BEGIN Text provided
Question 6.6 Do you think that parenting after separation seminars are useful? Should certain aspects of these programs be compulsory?

After the discussions described above, all participants said they were in favour of this kind of seminar. There should be a minimum amount of mandatory content. For some parents, such a course should be a prerequisite for all proceedings.

Several were familiar with the Service de médiation et d'expertise program at the Montréal Superior Court and spoke in favour of this kind of intervention.

Some participants thought this program could include information on ways of resolving conflicts, including mediation, thus replacing the present group meeting on mediation offered under the pre-hearing mediation legislation.


In sum, participants agreed that an urgent change of course is needed. The situation is critical. Society and the legal system must change their point of view on granting and exercising access rights.

Participants want the necessary resources to integrate the legal system and social services, to recognize the human aspect of the separation phenomenon within a legal system that was set up to settle legal conflicts, to establish an education program that will be able to promote the values of both parents sharing their duties and responsibilities, and children's rights; and to inform people about the services that are available when parents find themselves in difficult situations.
END Text provided
BEGIN Excerpted data
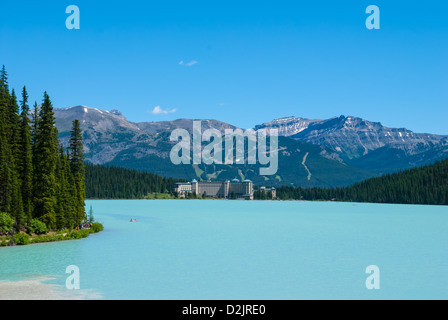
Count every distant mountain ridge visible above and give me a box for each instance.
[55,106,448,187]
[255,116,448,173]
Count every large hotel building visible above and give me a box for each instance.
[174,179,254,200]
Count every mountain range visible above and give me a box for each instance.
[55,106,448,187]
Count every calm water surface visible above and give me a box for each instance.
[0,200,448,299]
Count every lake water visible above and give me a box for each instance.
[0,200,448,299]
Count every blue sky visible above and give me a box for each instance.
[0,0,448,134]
END Excerpted data
BEGIN Excerpted data
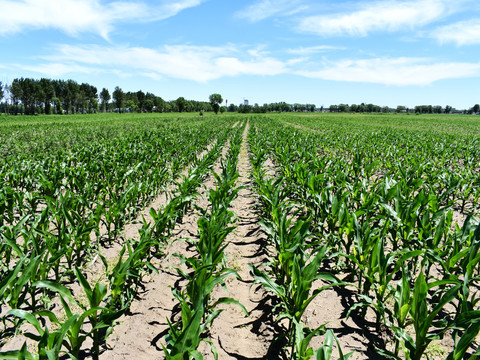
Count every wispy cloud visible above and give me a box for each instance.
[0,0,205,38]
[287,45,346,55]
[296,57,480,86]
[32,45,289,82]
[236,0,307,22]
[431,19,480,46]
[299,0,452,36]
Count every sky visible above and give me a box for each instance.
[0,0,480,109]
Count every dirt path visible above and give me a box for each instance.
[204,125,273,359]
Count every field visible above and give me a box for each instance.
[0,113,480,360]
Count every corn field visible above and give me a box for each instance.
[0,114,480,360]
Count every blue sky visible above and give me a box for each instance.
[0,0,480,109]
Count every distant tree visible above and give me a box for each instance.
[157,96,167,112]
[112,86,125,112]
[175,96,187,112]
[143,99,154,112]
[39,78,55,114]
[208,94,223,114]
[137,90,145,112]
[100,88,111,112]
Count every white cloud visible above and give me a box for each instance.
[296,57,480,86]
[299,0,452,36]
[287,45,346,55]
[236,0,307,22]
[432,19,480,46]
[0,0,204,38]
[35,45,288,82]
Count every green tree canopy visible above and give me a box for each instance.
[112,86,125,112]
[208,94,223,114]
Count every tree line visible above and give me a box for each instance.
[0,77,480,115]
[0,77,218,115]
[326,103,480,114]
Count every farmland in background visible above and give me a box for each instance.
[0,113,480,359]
END Excerpted data
What to work on ▸
#1 Answer these questions using the passage on parenting after separation seminars:
(a) At which court is the program that several participants were familiar with offered?
(b) According to some participants, what kind of information could this program include?
(c) On what must society and the legal system change their point of view?
#2 Repeat word for word everything in the passage on parenting after separation seminars from "Several were familiar" down to "pre-hearing mediation legislation.".
These records were drawn from a separate source.

Answers given ▸
#1
(a) The Montréal Superior Court.
(b) Information on ways of resolving conflicts, including mediation.
(c) On granting and exercising access rights.

#2
Several were familiar with the Service de médiation et d'expertise program at the Montréal Superior Court and spoke in favour of this kind of intervention.

Some participants thought this program could include information on ways of resolving conflicts, including mediation, thus replacing the present group meeting on mediation offered under the pre-hearing mediation legislation.